§ Goal: Pull out every line in the listing below that contains the word "road" and copy each such line unchanged.

§ Input records:
--------------------------------------------------
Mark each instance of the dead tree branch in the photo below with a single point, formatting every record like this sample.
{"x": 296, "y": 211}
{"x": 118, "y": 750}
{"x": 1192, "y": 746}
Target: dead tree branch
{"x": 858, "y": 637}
--------------------------------------------------
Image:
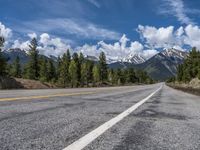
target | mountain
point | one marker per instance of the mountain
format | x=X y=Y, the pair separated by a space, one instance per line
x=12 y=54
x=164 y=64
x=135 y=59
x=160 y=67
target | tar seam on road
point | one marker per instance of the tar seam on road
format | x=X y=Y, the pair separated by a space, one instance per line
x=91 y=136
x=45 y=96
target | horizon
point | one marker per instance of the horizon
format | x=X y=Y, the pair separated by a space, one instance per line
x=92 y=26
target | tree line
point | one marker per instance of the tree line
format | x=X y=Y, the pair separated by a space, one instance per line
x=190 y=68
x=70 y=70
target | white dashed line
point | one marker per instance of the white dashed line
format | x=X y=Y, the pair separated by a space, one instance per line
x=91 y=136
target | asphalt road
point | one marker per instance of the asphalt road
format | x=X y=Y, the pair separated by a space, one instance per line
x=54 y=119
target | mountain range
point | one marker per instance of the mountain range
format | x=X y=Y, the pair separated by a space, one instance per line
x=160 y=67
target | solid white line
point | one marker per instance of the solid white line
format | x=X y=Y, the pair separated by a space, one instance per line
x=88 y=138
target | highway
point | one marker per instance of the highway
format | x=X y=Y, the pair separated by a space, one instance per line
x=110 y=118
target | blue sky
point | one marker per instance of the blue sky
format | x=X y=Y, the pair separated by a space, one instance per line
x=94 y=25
--------------------------------------------------
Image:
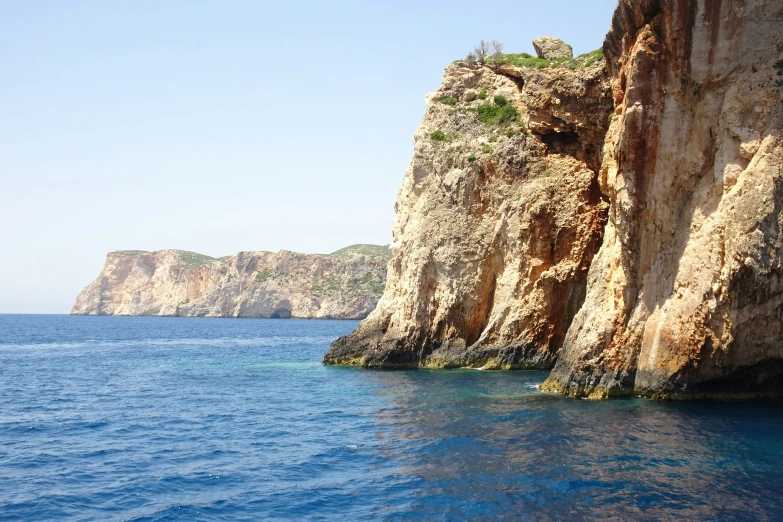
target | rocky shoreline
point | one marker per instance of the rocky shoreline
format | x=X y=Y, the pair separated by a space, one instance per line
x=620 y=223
--------------------------------------------------
§ The result:
target | tar seam on road
point | one marker per instance of the tar seam on road
target | asphalt road
point | one marker per instance of the asphalt road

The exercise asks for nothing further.